## Assigned task
Extend the forum discussion of the "@" sign in Excel table formulas, picking up after its final line.

## Text
######

Yes, I vaguely remember Lotus.

I know that the author of this spreadsheet was in the job where he created this from 2011 and think he was born in 1983 so I'd be surprised if he'd even heard of it. Unless it was 'passed down' to him and he changed the author to himself.

Anyway, it still doesn't make full sense since the full formula in the cells is

=IFERROR([@[Retail Price]]/[@[Pack Size]]*100,"")

meaning a mix of use of "=" and "@". Isn't the "@" redundant here anyway?

Regards

Quarterp

https://support.office.com/en-gb/article/Use-structured-references-in-Excel-table-formulas-75fb07d3-826a-449c-b76f-363057e3d16f#__toc384648768

#This Row or @ or @[Column Name]

refers to

Just the cells in the same row as the formula. These specifiers can’t be combined with any other special item specifiers. Use them to force implicit intersection behavior for the reference or to override implicit intersection behavior and refer to single values from a column.

######

## Entries supplied
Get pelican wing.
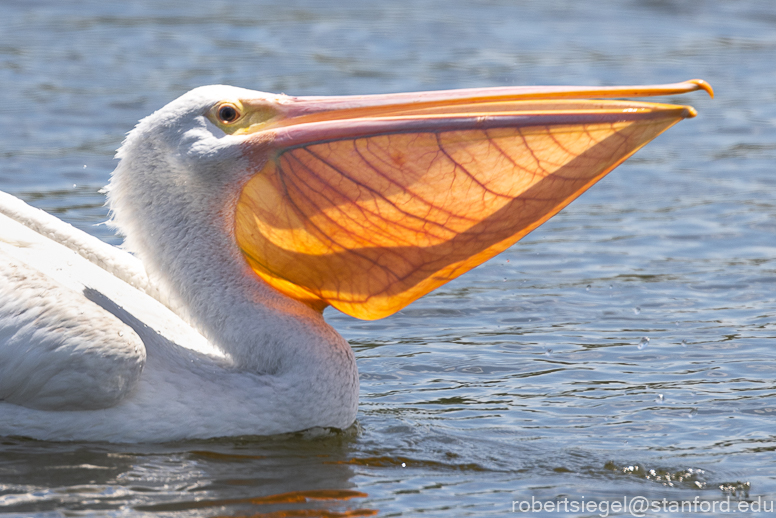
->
[0,213,146,410]
[235,84,708,319]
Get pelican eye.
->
[216,104,240,124]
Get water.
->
[0,0,776,517]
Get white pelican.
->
[0,80,712,442]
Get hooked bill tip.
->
[687,79,714,99]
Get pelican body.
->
[0,80,712,442]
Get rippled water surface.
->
[0,0,776,516]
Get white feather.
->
[0,87,358,442]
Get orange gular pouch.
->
[235,81,711,319]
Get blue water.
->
[0,0,776,517]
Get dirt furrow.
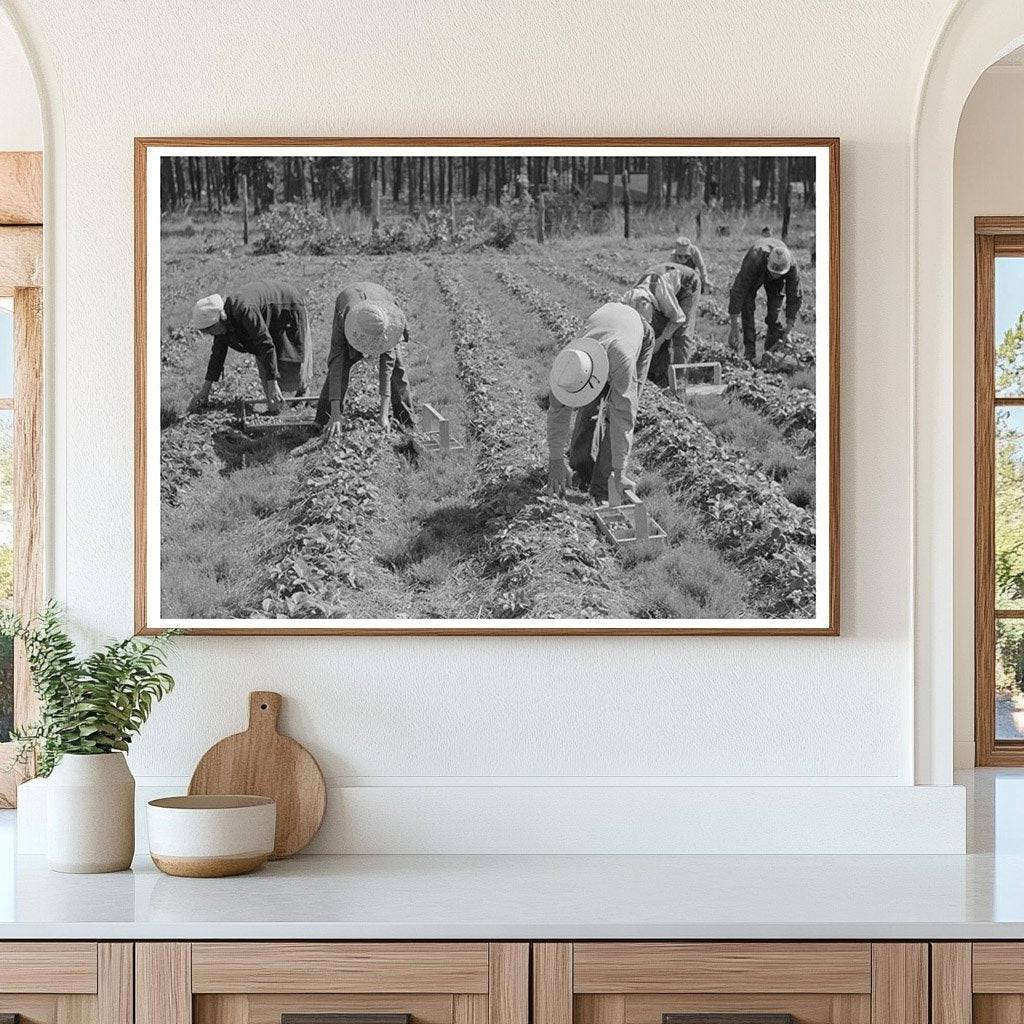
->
[435,263,628,620]
[487,265,815,617]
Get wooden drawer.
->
[135,942,529,1024]
[534,942,928,1024]
[0,942,133,1024]
[0,942,98,994]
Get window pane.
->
[995,256,1024,397]
[995,407,1024,608]
[0,409,14,742]
[995,618,1024,739]
[0,299,14,398]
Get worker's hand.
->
[548,456,572,497]
[263,381,285,416]
[729,316,742,352]
[188,381,210,413]
[324,413,341,444]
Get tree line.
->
[160,155,815,219]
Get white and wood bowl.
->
[146,794,278,879]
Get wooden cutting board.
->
[188,690,327,860]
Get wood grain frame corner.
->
[974,217,1024,768]
[134,136,841,637]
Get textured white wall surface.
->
[953,64,1024,767]
[4,0,987,847]
[0,9,43,151]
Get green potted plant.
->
[0,604,174,873]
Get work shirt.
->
[671,242,708,291]
[548,302,654,470]
[206,281,308,384]
[327,281,409,409]
[640,263,700,338]
[729,239,804,321]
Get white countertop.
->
[0,855,1024,939]
[0,771,1024,940]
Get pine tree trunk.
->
[391,157,401,206]
[778,157,790,242]
[623,157,632,239]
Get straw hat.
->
[618,285,654,324]
[768,242,793,274]
[191,294,224,331]
[548,338,608,409]
[345,299,406,356]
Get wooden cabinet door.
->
[0,942,132,1024]
[532,942,928,1024]
[932,942,1024,1024]
[135,942,529,1024]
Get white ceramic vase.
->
[46,753,135,874]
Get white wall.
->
[4,0,974,851]
[953,63,1024,767]
[0,10,43,151]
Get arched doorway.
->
[0,10,43,806]
[908,0,1024,784]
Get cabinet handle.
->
[662,1014,797,1024]
[284,1014,413,1024]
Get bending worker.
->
[622,263,700,387]
[669,236,715,295]
[729,239,804,365]
[188,281,313,413]
[548,302,653,502]
[316,281,416,437]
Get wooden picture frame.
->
[134,137,841,636]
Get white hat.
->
[548,338,608,409]
[345,299,406,356]
[618,285,654,324]
[193,295,224,331]
[768,242,793,274]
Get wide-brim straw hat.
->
[548,338,608,409]
[618,285,654,324]
[191,294,224,331]
[768,242,793,274]
[345,299,406,356]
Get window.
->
[975,217,1024,765]
[0,298,14,743]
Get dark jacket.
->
[729,239,804,321]
[206,281,308,383]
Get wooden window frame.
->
[0,153,43,807]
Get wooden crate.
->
[670,362,725,394]
[420,402,466,455]
[594,490,668,549]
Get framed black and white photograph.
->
[135,138,840,635]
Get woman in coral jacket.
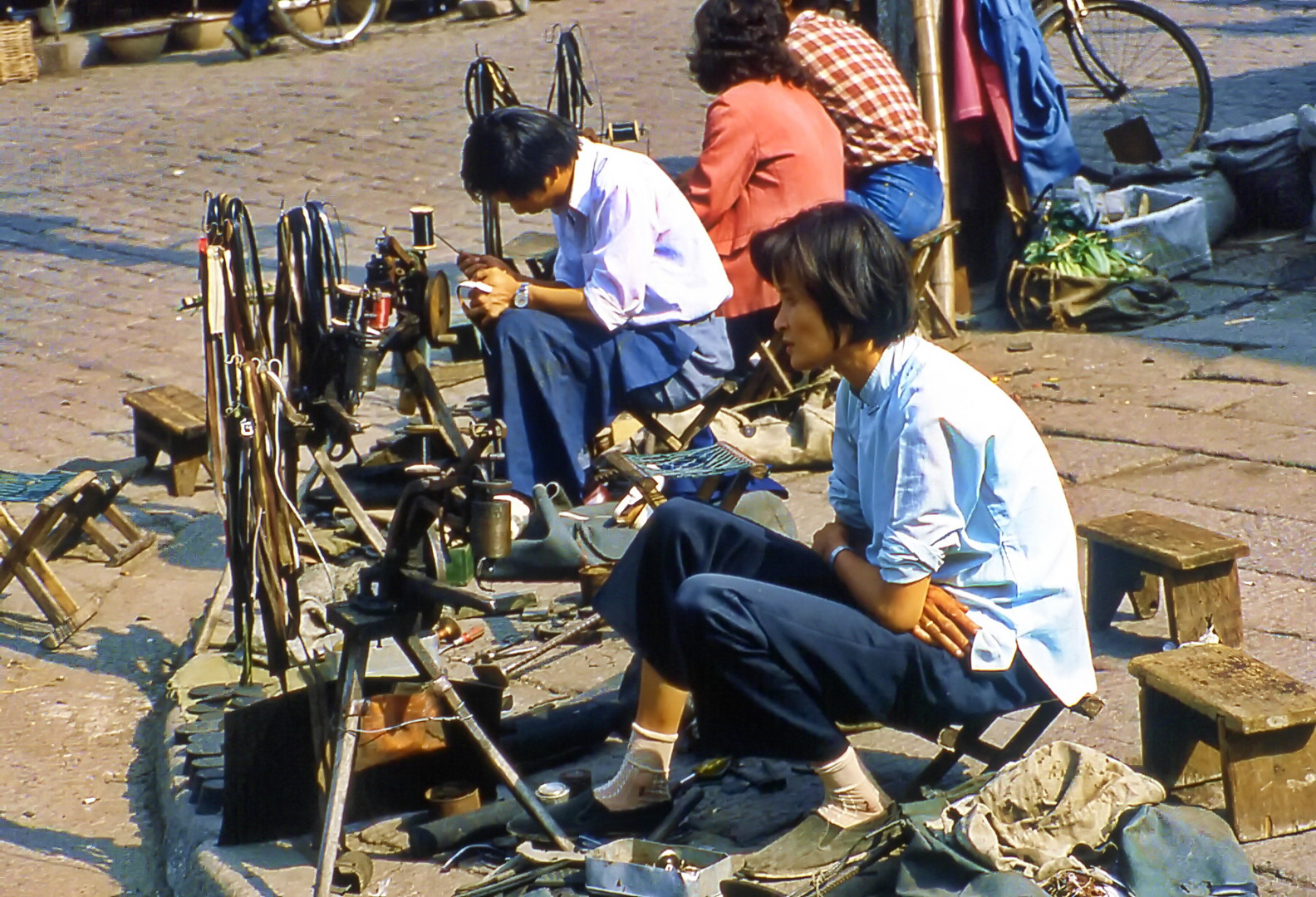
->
[683,0,845,372]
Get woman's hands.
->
[911,586,978,658]
[457,252,521,327]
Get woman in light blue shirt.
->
[577,203,1096,872]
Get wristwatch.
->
[827,545,854,567]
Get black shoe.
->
[507,792,671,841]
[745,804,900,880]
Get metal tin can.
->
[534,782,571,806]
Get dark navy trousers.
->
[232,0,270,43]
[593,500,1052,762]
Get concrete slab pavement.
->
[0,0,1316,895]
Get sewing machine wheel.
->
[424,271,453,346]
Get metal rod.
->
[504,615,602,679]
[431,676,575,846]
[315,640,370,897]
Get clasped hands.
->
[457,252,521,327]
[813,521,978,658]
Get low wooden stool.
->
[1078,510,1249,647]
[124,385,214,496]
[1129,645,1316,841]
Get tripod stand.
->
[315,502,575,897]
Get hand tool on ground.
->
[437,624,484,654]
[671,757,732,794]
[474,615,604,688]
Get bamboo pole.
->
[913,0,955,336]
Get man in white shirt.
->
[565,203,1096,875]
[458,106,733,500]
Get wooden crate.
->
[0,22,37,84]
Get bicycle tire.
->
[270,0,390,50]
[1041,0,1215,164]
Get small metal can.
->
[562,769,593,797]
[534,782,571,806]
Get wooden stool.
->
[124,385,214,496]
[1078,510,1249,647]
[1129,645,1316,841]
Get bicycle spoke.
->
[1043,0,1210,163]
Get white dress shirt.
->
[552,140,732,330]
[829,336,1096,705]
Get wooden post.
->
[913,0,955,328]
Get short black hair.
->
[749,203,919,346]
[462,106,581,199]
[687,0,804,93]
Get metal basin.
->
[100,25,171,61]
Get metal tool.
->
[435,624,484,654]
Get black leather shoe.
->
[507,792,671,841]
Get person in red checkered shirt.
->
[782,0,945,243]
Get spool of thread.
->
[606,121,644,144]
[410,205,435,248]
[425,782,480,820]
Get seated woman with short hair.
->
[583,203,1096,872]
[687,0,845,372]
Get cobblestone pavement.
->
[0,0,1316,895]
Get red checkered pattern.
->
[786,9,935,169]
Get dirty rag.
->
[941,742,1165,881]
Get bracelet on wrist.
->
[827,545,854,570]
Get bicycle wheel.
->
[1041,0,1212,164]
[270,0,388,50]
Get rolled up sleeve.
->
[581,184,658,330]
[827,385,866,527]
[870,408,982,584]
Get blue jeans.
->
[232,0,270,43]
[845,162,945,243]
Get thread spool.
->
[604,121,645,144]
[410,205,435,248]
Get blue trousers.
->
[232,0,270,43]
[845,162,945,243]
[593,498,1052,762]
[483,309,730,501]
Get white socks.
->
[813,747,891,829]
[593,722,676,813]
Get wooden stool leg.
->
[1219,719,1316,841]
[169,458,201,498]
[1165,561,1242,649]
[315,638,370,897]
[133,423,160,473]
[1087,541,1142,633]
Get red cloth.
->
[786,9,937,169]
[949,0,1019,163]
[690,81,845,317]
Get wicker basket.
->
[0,22,37,84]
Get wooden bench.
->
[1078,510,1249,647]
[124,385,214,496]
[1129,645,1316,841]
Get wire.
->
[545,22,593,130]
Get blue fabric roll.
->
[978,0,1082,198]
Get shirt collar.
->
[791,9,822,32]
[857,333,922,410]
[567,140,599,218]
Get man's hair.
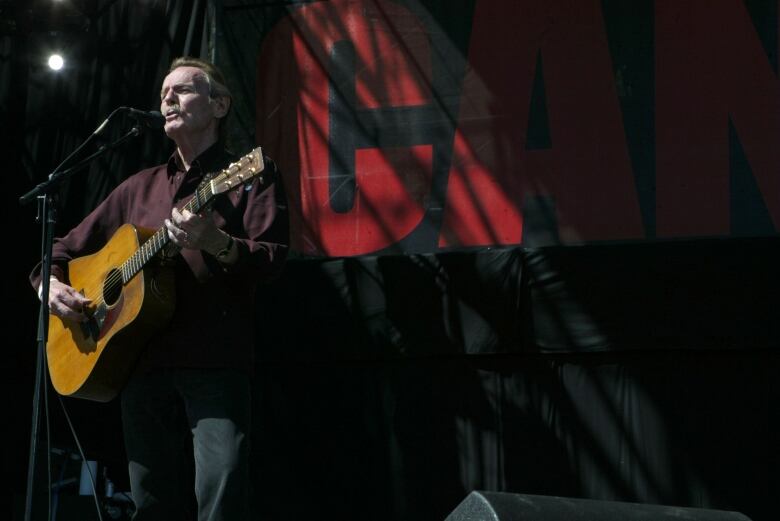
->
[168,56,233,141]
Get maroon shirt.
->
[30,145,289,373]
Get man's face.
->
[160,67,227,141]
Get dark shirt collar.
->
[168,141,233,177]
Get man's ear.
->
[211,96,231,119]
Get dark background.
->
[0,0,780,521]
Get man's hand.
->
[49,277,92,322]
[165,208,227,255]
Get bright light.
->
[49,54,65,71]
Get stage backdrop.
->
[216,0,780,256]
[0,0,780,521]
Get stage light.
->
[49,54,65,71]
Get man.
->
[31,54,288,521]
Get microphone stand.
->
[19,121,142,521]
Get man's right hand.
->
[44,277,92,322]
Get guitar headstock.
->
[210,147,265,195]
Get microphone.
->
[122,107,165,128]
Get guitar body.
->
[46,224,175,402]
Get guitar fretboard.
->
[120,183,215,284]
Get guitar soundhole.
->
[103,270,122,306]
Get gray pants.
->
[122,369,251,521]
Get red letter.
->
[257,0,433,256]
[656,0,780,237]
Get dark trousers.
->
[122,369,251,521]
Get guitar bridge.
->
[80,304,106,343]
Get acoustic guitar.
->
[46,147,265,402]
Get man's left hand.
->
[165,208,225,255]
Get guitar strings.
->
[78,179,216,308]
[75,154,255,308]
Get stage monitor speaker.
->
[445,491,750,521]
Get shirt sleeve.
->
[29,175,130,290]
[198,158,289,282]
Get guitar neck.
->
[121,183,215,284]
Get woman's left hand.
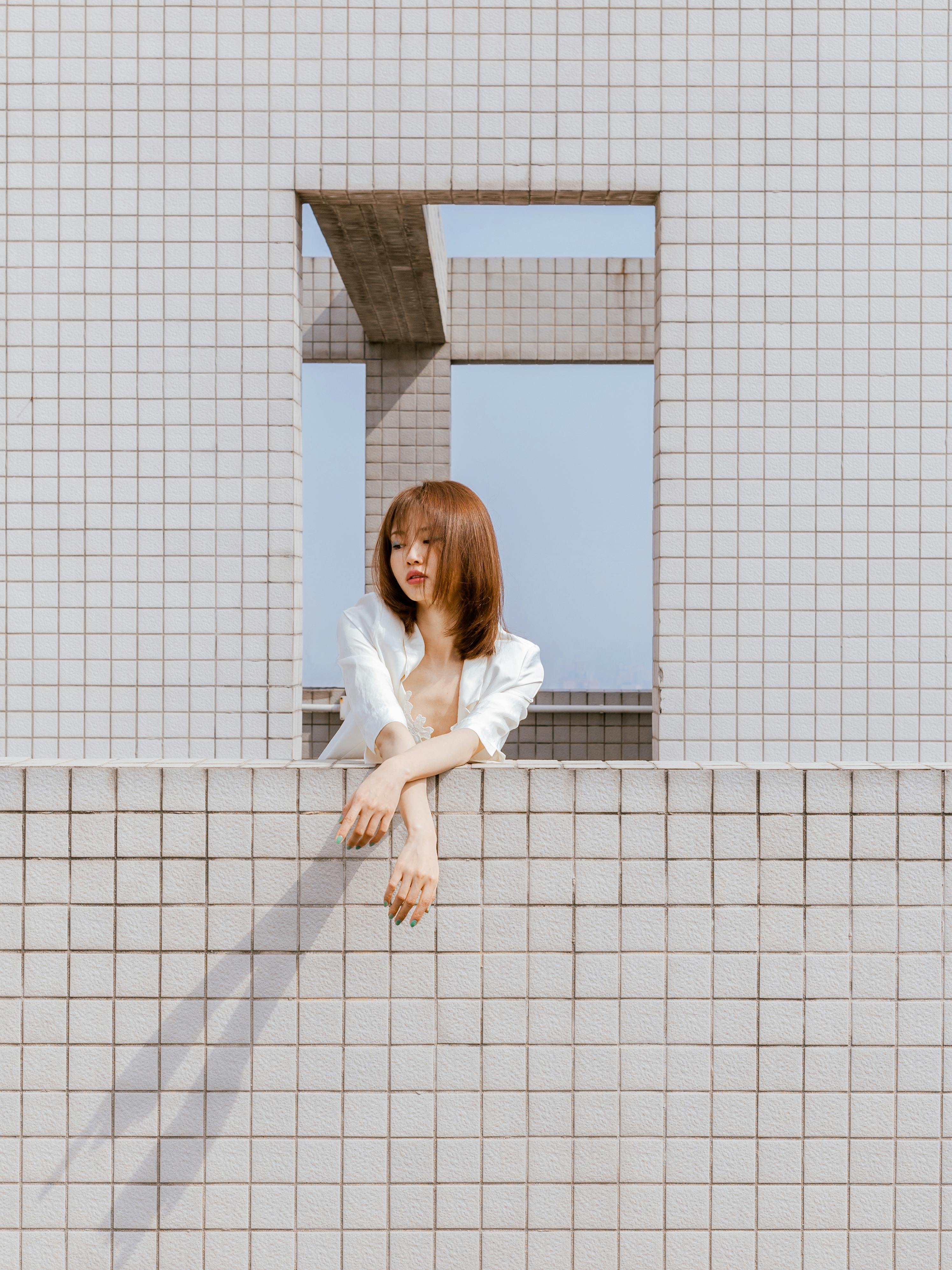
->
[338,760,404,848]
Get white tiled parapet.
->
[0,762,952,1270]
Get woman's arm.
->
[338,724,480,926]
[339,724,481,847]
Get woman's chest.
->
[404,660,462,737]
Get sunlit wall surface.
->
[441,203,655,257]
[301,362,364,688]
[452,366,654,689]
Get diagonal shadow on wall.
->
[52,824,373,1270]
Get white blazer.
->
[321,592,542,763]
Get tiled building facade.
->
[3,3,948,762]
[0,10,952,1270]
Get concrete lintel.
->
[307,196,449,344]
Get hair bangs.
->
[373,480,504,660]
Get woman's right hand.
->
[338,760,404,847]
[383,822,439,926]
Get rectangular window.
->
[301,362,366,688]
[452,365,654,691]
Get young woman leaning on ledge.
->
[321,480,542,926]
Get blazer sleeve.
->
[451,644,542,762]
[338,612,406,749]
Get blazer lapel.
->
[456,657,489,723]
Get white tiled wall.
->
[0,763,949,1270]
[3,0,949,762]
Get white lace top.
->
[321,592,542,763]
[400,683,433,746]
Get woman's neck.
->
[416,603,460,666]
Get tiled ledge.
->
[0,760,952,817]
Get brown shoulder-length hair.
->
[373,480,504,660]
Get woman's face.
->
[390,524,439,607]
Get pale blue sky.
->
[302,206,654,689]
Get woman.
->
[321,480,542,926]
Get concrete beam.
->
[301,257,655,362]
[307,196,448,344]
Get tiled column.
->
[366,344,449,581]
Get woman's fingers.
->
[383,865,404,917]
[370,813,393,846]
[410,878,437,926]
[391,874,420,926]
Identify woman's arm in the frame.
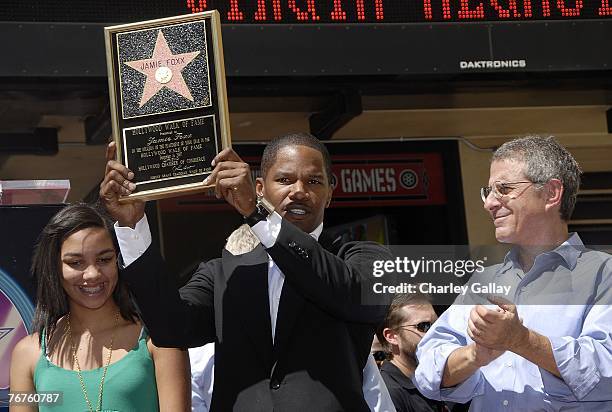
[147,339,191,412]
[9,334,40,412]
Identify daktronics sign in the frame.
[332,153,446,207]
[159,153,446,212]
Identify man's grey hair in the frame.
[491,135,582,221]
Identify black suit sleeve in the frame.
[121,246,215,347]
[267,219,392,324]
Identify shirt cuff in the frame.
[434,345,484,403]
[114,215,151,267]
[251,212,283,249]
[545,336,601,400]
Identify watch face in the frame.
[257,196,274,217]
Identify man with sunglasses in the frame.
[415,136,612,412]
[376,294,448,412]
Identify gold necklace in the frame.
[66,310,119,412]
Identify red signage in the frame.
[159,153,446,212]
[332,153,446,206]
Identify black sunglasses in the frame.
[398,322,431,333]
[372,350,387,362]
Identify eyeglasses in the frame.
[372,350,387,362]
[398,322,431,333]
[480,180,537,202]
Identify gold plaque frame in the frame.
[104,10,231,201]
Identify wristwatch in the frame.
[244,196,274,227]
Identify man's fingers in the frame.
[487,295,516,312]
[468,312,487,329]
[104,160,134,183]
[204,161,250,185]
[210,147,242,167]
[106,142,117,162]
[100,180,132,200]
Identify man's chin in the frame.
[283,213,316,233]
[495,227,512,243]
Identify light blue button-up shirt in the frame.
[414,234,612,412]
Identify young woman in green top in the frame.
[10,204,190,412]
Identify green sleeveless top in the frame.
[34,328,159,412]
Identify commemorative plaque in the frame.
[104,10,231,200]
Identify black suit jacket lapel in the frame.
[222,245,272,367]
[274,268,304,360]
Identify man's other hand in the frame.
[467,297,529,351]
[100,142,145,228]
[204,148,257,216]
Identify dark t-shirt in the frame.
[380,362,449,412]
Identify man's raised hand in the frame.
[100,142,145,228]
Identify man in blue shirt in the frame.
[415,136,612,411]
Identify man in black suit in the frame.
[376,293,449,412]
[100,134,390,412]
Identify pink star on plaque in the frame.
[125,30,200,107]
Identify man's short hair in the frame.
[376,292,431,354]
[261,133,332,184]
[491,135,582,221]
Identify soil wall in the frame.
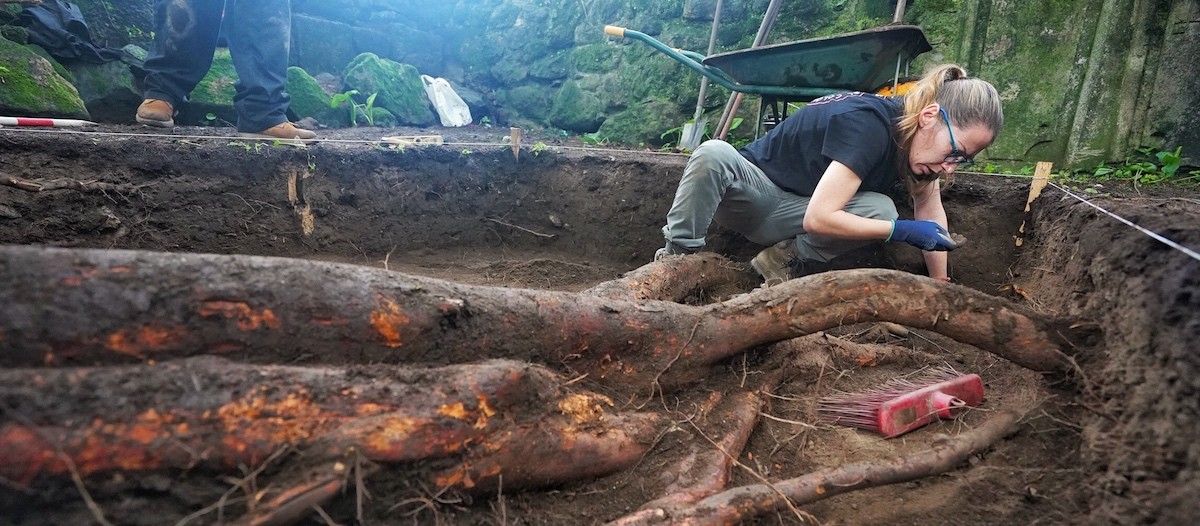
[1016,192,1200,524]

######

## Output of the exercise
Excel automatically changes #This Row specifiers to the shorter @ specifier in tables that have more than one row of data. But if your table has only one row, Excel doesn’t replace the #This Row specifier, which may cause unexpected calculation results when you add more rows. To avoid calculation problems, make sure you enter multiple rows in your table before you enter any structured reference formulas.

"The @ is new notation in Excel 2010 replacing Row from Excel 2007. The at symbol is used to shorten formulas inside named tables referencing cells in the same row."